TEXTO EXTRAÍDO:
■ ■ ■ ■ ■ ■ ■
A própria região do Digil-Mirifleh se tornou um campo de batalha entre as forças leais a Siad e as milícias de Muhammed Farrah Aidid. Acrescente as secas e o avanço da desertificação, que atingiram grande parte do continente no período. A fragmentação política do país e o caos social são, portanto, um desdobramento direto de fatores externos e das derradeiras disputas geopolíticas do fim da Guerra Fria. Tais fatores externos, é claro, entraram em combinação explosiva com os fatores internos baseados em diversos outros problemas, como as rivalidades locais, e, desde então, a Somália raramente voltou a experimentar momentos de relativa paz. Terreno fértil para o afloramento do fundamentalismo.

Correio da Cidadania: Que outros problemas estruturais podem ser verificados na atualidade do país?

Daniel Cunha: Bom, já falamos da falência da autossuficiência alimentar no país, da explosão demográfica e do massivo êxodo rural. Podemos também falar de fatores estruturais em termos geopolíticos e geoeconômicos.
■ ■ ■ ■ ■ ■ ■
TRECHO DOS DADOS:
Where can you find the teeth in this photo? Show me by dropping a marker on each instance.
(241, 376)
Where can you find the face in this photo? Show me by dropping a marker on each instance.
■ ■ ■ ■ ■ ■ ■
TAREFAS:
#1 Transcreva do texto sobre a Somália o trecho que se abre com as palavras "A própria região" e se fecha com "atualidade do país?".
#2 Dê continuidade ao texto sobre a Somália a partir da última frase apresentada.
A listagem não tem relação com o texto sobre a Somália.

RESPOSTAS:
#1
A própria região do Digil-Mirifleh se tornou um campo de batalha entre as forças leais a Siad e as milícias de Muhammed Farrah Aidid. Acrescente as secas e o avanço da desertificação, que atingiram grande parte do continente no período. A fragmentação política do país e o caos social são, portanto, um desdobramento direto de fatores externos e das derradeiras disputas geopolíticas do fim da Guerra Fria. Tais fatores externos, é claro, entraram em combinação explosiva com os fatores internos baseados em diversos outros problemas, como as rivalidades locais, e, desde então, a Somália raramente voltou a experimentar momentos de relativa paz. Terreno fértil para o afloramento do fundamentalismo.

Correio da Cidadania: Que outros problemas estruturais podem ser verificados na atualidade do país?

#2
Durante o Choque do Petróleo de 1973, quase todos os países do continente africano entraram em colapso macroeconômico e em um consequente processo de desestabilização política, em razão de sua profunda dependência do petróleo e dos fertilizantes nitrogenados, derivados do petróleo, para seus programas agrícolas. Este foi o período em que a África mergulhou no que veio então a ser chamado de “Quarto Mundo”.

A Somália, assim como os outros países, procurou reagir a esse colapso como pôde, e aderiu à Liga Árabe precisamente em 1974, em uma manobra calculada do regime de Siyad para canalizar fundos dos países árabes exportadores de petróleo, principalmente da Arábia Saudita. O regime, até então vinha sendo apoiado pela União Soviética e por Cuba, em sentido não apenas militar, mas um pouco também financeiro.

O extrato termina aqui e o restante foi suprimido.